Problem details: Could you retype the section on integer IDs below, starting at "A solution with" and ending at "can you do?"?

[START OF Source extract]

But wait: what if you do need the ID to be an integer? That's not a problem; there's also a solution for that.

A solution with integer IDs #

You may not like the easy solution above, but it is a good solution that fits in a wide variety in situations. Still, there can be valid reasons that using a GUID isn't an acceptable solution:

  • Some databases (e.g. SQL Server) don't particularly like if you use GUIDs as table keys. You can, but integer keys often perform better, and they are also shorter.
  • Sometimes, the Entity ID isn't only for internal use. Once, I worked on a customer support ticket system, and my suggestion of using a GUID as an ID wasn't met with enthusiasm. When a customer calls on the phone about an existing support case, it isn't reasonable to ask him or her to read an entire GUID aloud; it's simply too error-prone.
In some cases, you just need some human-readable integers as IDs. What can you do?

[END OF Source extract]
[START OF Items]

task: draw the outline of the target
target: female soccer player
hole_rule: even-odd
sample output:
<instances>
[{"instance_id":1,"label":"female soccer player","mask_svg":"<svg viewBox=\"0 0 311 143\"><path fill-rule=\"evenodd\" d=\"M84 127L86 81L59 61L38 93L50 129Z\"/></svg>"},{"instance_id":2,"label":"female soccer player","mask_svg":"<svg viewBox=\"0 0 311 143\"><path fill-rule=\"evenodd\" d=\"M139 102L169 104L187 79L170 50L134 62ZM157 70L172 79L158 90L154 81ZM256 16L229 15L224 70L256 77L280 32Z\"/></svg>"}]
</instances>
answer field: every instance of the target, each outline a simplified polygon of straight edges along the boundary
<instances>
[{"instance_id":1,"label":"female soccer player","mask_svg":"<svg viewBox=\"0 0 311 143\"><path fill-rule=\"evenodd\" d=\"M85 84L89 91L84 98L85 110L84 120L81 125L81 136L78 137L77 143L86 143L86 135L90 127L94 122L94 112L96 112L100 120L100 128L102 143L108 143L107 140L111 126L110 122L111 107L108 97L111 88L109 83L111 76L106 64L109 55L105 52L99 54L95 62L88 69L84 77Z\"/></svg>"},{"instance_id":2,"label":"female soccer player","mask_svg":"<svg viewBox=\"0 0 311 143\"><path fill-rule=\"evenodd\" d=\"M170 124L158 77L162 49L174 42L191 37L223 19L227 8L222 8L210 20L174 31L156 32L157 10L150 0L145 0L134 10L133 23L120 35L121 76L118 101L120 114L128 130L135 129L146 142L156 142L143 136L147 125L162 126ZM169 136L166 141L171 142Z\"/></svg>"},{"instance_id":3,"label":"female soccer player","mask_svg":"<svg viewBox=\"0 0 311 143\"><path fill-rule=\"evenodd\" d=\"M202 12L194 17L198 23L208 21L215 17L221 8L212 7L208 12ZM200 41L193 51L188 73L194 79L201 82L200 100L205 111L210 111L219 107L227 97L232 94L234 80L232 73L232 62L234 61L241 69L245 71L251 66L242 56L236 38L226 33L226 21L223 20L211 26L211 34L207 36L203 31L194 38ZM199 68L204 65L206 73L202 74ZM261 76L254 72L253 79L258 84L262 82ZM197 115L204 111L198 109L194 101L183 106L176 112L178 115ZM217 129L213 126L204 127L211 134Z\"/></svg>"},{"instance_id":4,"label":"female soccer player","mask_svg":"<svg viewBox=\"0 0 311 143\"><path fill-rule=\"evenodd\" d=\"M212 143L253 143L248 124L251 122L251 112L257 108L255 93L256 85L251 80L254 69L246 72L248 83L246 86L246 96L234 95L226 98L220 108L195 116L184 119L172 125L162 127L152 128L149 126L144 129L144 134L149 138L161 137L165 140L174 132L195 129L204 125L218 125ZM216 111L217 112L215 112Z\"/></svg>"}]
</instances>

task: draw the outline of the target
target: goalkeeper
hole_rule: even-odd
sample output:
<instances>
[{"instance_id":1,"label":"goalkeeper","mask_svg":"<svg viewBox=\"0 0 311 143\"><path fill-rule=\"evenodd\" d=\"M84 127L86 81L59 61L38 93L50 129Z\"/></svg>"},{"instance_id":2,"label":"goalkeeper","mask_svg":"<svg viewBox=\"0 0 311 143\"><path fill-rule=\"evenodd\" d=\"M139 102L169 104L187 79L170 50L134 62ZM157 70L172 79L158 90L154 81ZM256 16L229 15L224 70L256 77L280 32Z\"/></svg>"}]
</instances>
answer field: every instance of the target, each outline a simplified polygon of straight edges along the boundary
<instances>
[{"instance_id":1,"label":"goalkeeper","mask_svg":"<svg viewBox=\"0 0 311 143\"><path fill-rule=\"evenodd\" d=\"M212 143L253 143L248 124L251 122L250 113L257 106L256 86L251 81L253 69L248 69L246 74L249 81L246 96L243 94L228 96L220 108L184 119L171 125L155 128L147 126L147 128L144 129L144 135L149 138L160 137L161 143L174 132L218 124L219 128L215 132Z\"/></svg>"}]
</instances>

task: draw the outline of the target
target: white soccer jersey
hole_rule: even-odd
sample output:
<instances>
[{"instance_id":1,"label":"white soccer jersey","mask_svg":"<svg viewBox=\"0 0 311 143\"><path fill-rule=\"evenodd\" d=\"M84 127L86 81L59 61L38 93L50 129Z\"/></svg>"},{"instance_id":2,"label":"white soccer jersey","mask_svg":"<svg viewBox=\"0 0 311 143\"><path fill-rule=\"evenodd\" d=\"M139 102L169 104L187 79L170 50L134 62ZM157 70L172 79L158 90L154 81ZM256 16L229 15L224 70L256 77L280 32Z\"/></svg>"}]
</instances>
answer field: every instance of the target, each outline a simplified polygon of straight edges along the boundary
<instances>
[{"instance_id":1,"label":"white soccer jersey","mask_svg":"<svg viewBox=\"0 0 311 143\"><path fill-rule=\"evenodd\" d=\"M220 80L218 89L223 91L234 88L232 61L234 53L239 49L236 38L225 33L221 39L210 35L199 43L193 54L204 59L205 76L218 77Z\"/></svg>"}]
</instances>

[END OF Items]

Final result:
A solution with integer IDs #

You may not like the easy solution above, but it is a good solution that fits in a wide variety in situations. Still, there can be valid reasons that using a GUID isn't an acceptable solution:

  • Some databases (e.g. SQL Server) don't particularly like if you use GUIDs as table keys. You can, but integer keys often perform better, and they are also shorter.
  • Sometimes, the Entity ID isn't only for internal use. Once, I worked on a customer support ticket system, and my suggestion of using a GUID as an ID wasn't met with enthusiasm. When a customer calls on the phone about an existing support case, it isn't reasonable to ask him or her to read an entire GUID aloud; it's simply too error-prone.
In some cases, you just need some human-readable integers as IDs. What can you do?